[PROBLEM] Among the records that follow, count the lines where "lapel" appears, and state the count by itself.

[[ MATERIAL FOR THIS TASK open ]]

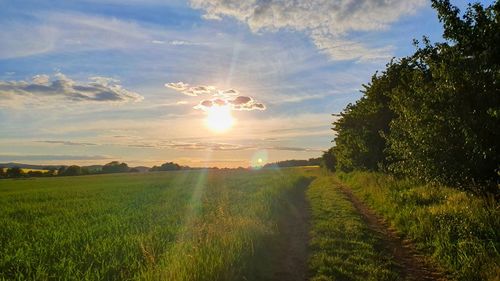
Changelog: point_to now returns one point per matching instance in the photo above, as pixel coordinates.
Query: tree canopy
(434, 115)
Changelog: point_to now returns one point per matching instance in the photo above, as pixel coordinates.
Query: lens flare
(219, 119)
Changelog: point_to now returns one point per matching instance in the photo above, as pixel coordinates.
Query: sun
(219, 118)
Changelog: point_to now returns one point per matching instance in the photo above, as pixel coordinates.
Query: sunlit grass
(342, 246)
(188, 225)
(460, 231)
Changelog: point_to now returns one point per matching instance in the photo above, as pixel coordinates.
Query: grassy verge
(461, 232)
(342, 247)
(188, 225)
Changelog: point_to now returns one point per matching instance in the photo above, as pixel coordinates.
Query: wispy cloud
(327, 23)
(97, 89)
(73, 143)
(41, 157)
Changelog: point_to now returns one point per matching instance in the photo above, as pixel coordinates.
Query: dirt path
(411, 265)
(291, 264)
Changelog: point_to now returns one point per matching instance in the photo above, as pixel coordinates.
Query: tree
(169, 166)
(360, 142)
(328, 160)
(433, 116)
(72, 170)
(446, 130)
(115, 167)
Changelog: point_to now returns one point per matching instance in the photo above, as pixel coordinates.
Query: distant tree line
(169, 166)
(75, 170)
(294, 163)
(433, 116)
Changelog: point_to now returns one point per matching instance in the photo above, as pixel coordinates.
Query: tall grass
(460, 231)
(342, 246)
(188, 225)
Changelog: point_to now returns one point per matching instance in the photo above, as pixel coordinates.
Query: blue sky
(88, 81)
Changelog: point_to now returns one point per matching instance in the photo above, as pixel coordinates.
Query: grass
(187, 225)
(461, 232)
(342, 246)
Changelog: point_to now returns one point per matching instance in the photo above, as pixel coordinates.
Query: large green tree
(446, 128)
(435, 115)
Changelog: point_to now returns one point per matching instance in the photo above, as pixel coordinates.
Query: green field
(288, 224)
(187, 225)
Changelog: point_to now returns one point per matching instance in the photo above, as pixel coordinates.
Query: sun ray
(219, 119)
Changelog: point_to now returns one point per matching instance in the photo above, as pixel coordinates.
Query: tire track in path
(411, 264)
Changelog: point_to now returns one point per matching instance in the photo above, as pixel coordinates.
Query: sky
(88, 82)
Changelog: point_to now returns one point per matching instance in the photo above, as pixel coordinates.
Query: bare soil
(411, 264)
(291, 263)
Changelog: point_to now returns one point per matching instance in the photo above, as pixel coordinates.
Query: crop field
(279, 224)
(186, 225)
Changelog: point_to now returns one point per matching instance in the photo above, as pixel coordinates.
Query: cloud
(67, 143)
(230, 97)
(193, 91)
(38, 157)
(97, 89)
(326, 22)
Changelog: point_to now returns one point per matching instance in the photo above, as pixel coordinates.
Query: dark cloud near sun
(97, 89)
(230, 97)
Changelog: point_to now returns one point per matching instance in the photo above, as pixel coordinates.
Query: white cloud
(230, 97)
(327, 22)
(43, 88)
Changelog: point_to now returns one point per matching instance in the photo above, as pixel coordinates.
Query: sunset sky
(88, 82)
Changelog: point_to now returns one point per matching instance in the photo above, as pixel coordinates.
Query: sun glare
(219, 118)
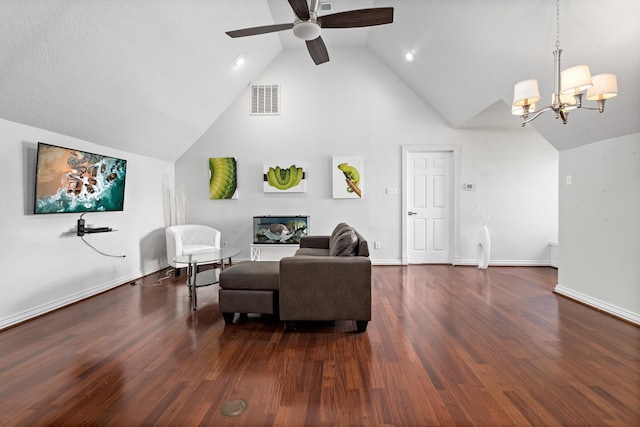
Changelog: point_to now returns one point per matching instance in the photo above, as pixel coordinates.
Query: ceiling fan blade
(300, 8)
(357, 18)
(318, 51)
(259, 30)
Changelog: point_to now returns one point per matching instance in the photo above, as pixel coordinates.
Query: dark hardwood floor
(446, 346)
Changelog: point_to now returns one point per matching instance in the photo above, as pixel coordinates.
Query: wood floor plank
(446, 346)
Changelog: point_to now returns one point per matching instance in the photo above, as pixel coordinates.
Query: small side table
(205, 278)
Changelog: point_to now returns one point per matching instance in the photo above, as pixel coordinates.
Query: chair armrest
(318, 242)
(325, 288)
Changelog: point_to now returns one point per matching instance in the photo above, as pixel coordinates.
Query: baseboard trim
(615, 311)
(386, 262)
(32, 313)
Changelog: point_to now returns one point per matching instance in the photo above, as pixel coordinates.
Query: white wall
(42, 266)
(355, 105)
(600, 226)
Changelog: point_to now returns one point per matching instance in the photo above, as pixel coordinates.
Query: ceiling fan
(307, 25)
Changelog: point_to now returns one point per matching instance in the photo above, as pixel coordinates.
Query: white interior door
(428, 207)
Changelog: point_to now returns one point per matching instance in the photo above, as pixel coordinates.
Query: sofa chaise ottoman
(249, 287)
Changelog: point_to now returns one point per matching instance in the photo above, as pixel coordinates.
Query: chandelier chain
(557, 24)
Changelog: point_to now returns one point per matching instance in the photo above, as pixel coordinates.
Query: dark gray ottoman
(249, 287)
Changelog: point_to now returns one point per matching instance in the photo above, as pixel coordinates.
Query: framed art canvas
(284, 177)
(223, 178)
(346, 172)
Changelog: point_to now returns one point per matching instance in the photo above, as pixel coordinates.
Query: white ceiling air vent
(326, 6)
(265, 100)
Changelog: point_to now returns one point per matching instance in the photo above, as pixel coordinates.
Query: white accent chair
(189, 238)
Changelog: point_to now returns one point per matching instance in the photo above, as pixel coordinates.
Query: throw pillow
(345, 243)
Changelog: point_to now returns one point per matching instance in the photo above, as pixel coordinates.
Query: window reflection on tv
(69, 180)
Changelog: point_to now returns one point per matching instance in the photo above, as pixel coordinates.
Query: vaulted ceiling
(151, 76)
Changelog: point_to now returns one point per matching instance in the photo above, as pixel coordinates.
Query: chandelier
(569, 87)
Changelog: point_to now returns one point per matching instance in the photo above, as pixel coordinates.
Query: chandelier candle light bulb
(569, 86)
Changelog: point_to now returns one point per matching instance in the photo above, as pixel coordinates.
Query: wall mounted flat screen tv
(73, 181)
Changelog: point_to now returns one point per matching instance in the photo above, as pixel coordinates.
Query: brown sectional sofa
(329, 278)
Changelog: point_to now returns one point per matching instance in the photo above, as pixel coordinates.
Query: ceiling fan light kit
(308, 25)
(569, 87)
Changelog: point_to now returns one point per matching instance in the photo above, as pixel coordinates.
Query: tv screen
(69, 180)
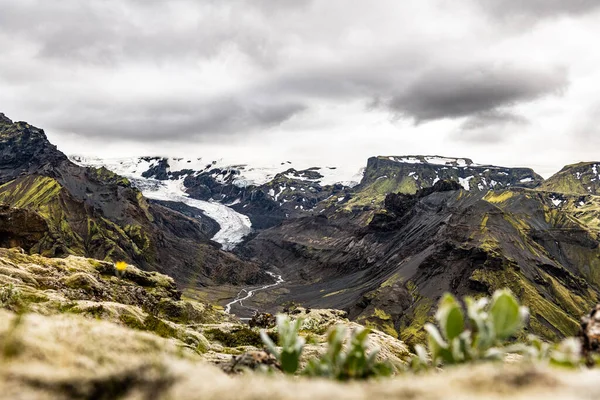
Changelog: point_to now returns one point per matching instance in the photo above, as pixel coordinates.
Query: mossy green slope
(581, 178)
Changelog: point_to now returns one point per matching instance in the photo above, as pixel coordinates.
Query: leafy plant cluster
(340, 362)
(484, 330)
(484, 334)
(10, 296)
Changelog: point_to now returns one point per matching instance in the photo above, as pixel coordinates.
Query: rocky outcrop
(388, 267)
(20, 228)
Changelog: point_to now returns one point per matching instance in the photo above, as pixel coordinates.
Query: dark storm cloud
(472, 90)
(493, 118)
(293, 59)
(175, 120)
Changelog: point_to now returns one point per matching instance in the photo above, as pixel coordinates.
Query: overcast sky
(508, 82)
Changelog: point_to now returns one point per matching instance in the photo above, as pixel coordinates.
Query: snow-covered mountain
(240, 197)
(232, 195)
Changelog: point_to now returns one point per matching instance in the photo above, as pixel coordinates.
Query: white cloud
(328, 82)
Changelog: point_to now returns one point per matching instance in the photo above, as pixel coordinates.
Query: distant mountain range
(383, 245)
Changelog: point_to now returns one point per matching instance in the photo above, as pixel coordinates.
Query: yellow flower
(121, 266)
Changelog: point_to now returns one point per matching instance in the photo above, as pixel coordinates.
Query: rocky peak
(25, 149)
(408, 174)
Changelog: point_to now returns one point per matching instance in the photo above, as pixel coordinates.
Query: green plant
(354, 362)
(290, 342)
(10, 296)
(490, 324)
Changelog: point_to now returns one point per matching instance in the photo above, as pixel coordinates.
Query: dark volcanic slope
(96, 213)
(391, 271)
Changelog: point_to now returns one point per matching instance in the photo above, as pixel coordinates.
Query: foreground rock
(69, 356)
(150, 302)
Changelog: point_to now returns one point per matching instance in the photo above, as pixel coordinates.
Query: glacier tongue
(234, 226)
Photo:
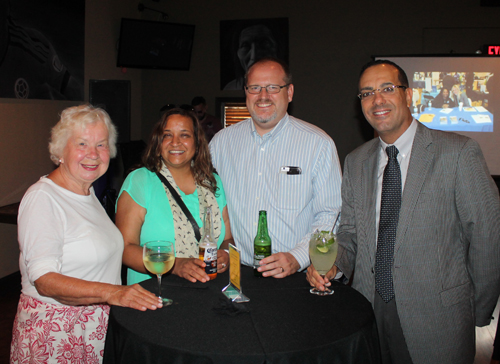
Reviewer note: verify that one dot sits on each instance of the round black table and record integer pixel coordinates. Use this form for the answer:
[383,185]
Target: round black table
[282,323]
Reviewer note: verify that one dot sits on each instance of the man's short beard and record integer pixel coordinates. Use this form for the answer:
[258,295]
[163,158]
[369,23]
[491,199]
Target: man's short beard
[265,120]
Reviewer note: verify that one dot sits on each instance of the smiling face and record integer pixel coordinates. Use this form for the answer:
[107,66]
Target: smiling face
[85,157]
[179,145]
[268,109]
[389,115]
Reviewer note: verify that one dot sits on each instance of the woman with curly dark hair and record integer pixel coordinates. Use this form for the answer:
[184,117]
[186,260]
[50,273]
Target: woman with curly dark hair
[176,161]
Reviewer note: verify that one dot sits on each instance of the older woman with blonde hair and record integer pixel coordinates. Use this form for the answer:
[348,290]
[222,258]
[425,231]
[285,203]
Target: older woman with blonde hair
[71,251]
[176,162]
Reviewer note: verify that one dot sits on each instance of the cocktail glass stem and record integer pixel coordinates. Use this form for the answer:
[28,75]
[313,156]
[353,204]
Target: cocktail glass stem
[159,285]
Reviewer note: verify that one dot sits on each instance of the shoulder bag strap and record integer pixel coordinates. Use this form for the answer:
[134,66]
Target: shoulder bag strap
[182,205]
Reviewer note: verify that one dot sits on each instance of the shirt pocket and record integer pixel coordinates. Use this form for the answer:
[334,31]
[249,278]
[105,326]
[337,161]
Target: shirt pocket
[293,191]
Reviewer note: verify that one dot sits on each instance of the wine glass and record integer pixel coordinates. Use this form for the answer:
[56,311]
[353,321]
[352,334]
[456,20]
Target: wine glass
[159,257]
[323,248]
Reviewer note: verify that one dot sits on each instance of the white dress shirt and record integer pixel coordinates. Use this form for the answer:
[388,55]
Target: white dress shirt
[251,169]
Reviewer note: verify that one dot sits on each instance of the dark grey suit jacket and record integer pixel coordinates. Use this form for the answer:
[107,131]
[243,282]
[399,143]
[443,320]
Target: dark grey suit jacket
[447,254]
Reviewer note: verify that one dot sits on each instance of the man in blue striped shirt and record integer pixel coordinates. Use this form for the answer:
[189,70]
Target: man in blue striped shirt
[280,164]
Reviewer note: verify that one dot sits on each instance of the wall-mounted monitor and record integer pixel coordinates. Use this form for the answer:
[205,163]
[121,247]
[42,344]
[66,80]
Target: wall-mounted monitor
[457,93]
[157,45]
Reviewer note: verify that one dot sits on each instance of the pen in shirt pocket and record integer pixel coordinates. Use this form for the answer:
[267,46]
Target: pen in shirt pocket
[290,170]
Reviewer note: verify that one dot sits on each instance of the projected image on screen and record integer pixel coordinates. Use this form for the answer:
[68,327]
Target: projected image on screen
[452,101]
[469,106]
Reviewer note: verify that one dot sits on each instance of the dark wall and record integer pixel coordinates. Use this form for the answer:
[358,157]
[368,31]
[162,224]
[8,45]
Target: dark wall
[329,42]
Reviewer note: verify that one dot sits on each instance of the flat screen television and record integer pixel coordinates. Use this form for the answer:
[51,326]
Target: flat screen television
[473,82]
[153,44]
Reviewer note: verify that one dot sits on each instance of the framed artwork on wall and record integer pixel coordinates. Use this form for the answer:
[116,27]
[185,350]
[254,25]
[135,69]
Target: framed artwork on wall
[42,57]
[242,42]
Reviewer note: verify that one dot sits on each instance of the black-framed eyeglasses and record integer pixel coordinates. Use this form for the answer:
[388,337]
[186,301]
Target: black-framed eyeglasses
[271,89]
[385,91]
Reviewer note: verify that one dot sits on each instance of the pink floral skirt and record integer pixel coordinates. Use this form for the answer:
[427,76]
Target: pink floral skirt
[49,333]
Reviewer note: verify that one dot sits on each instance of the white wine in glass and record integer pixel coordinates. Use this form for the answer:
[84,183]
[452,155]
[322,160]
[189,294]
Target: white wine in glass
[323,248]
[159,257]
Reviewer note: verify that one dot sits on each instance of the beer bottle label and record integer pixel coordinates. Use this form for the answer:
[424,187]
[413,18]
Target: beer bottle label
[210,259]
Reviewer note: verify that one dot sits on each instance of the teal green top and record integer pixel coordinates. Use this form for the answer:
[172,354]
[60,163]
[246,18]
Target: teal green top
[147,191]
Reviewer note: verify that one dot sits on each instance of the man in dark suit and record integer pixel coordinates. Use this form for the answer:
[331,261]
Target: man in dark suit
[441,276]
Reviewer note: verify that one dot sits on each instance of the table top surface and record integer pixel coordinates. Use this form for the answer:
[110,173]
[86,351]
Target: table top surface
[281,317]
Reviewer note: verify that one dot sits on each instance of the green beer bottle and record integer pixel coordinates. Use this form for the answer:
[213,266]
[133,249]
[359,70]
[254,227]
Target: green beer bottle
[261,243]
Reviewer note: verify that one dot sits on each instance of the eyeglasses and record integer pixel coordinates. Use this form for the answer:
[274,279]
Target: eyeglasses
[386,91]
[271,89]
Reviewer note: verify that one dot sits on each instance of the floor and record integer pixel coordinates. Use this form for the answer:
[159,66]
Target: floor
[10,287]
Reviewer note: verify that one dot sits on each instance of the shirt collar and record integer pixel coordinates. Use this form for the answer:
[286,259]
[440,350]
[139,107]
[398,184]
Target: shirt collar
[405,141]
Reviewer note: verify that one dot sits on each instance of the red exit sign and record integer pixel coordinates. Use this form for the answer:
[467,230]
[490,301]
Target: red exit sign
[492,50]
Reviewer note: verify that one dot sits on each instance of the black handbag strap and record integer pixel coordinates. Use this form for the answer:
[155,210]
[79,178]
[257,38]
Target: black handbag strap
[182,205]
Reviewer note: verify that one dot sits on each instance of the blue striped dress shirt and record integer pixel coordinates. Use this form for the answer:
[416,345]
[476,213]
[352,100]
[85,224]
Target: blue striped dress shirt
[296,204]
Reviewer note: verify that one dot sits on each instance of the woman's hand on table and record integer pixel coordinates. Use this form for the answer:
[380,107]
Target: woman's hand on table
[192,269]
[315,279]
[134,297]
[222,261]
[278,265]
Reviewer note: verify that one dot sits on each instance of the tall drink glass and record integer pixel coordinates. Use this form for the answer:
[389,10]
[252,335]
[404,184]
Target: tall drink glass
[323,248]
[159,257]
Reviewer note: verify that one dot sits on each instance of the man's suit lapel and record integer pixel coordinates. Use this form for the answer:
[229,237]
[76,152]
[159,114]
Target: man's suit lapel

[[ MATERIAL FOR THIS TASK closed ]]

[TASK ANSWER] 2